**Exercise goal**
Give the stretch of the listing from the line containing "Can you see the treeline" through the end of the listing as a Markdown table with the columns "No." and "Line". Number each line and leave out any blank lines.

A block of data:
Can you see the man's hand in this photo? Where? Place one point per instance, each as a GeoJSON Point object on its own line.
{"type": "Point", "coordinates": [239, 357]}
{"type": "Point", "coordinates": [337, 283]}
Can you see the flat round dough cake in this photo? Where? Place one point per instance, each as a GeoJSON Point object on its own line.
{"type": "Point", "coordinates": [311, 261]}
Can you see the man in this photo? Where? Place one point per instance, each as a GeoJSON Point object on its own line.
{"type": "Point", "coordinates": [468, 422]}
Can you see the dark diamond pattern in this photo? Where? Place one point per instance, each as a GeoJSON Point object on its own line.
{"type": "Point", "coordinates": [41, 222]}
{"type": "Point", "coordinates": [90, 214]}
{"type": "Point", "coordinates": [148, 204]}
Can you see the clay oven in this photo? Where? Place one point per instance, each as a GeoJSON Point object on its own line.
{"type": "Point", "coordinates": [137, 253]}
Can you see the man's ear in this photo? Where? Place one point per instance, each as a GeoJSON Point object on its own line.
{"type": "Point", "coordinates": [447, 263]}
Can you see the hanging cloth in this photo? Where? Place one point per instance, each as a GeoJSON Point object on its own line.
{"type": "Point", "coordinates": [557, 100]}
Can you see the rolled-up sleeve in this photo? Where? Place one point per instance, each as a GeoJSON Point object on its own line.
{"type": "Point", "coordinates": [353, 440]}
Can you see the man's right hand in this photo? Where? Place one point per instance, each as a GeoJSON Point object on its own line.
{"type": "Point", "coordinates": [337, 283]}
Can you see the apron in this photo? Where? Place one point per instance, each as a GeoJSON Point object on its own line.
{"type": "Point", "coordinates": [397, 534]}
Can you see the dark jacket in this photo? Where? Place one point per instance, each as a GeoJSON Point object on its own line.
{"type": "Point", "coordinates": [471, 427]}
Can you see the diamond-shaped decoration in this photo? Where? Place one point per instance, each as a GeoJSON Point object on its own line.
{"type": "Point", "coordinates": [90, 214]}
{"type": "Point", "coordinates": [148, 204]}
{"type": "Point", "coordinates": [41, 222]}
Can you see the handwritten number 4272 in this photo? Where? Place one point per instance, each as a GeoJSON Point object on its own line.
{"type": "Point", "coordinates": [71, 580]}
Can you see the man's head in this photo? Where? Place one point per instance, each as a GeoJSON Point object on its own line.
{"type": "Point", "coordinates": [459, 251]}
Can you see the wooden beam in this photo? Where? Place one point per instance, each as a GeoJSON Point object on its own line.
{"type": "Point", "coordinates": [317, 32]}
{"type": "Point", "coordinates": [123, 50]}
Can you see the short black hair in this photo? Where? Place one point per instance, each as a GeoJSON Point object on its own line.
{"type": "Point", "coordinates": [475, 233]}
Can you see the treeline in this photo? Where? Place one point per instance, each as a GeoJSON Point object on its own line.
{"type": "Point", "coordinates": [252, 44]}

**Reply to the task**
| No. | Line |
|---|---|
| 1 | Can you see the treeline in this photo? Where? Place one point per instance, each as a GeoJSON Point object on its own line. |
| 2 | {"type": "Point", "coordinates": [252, 44]} |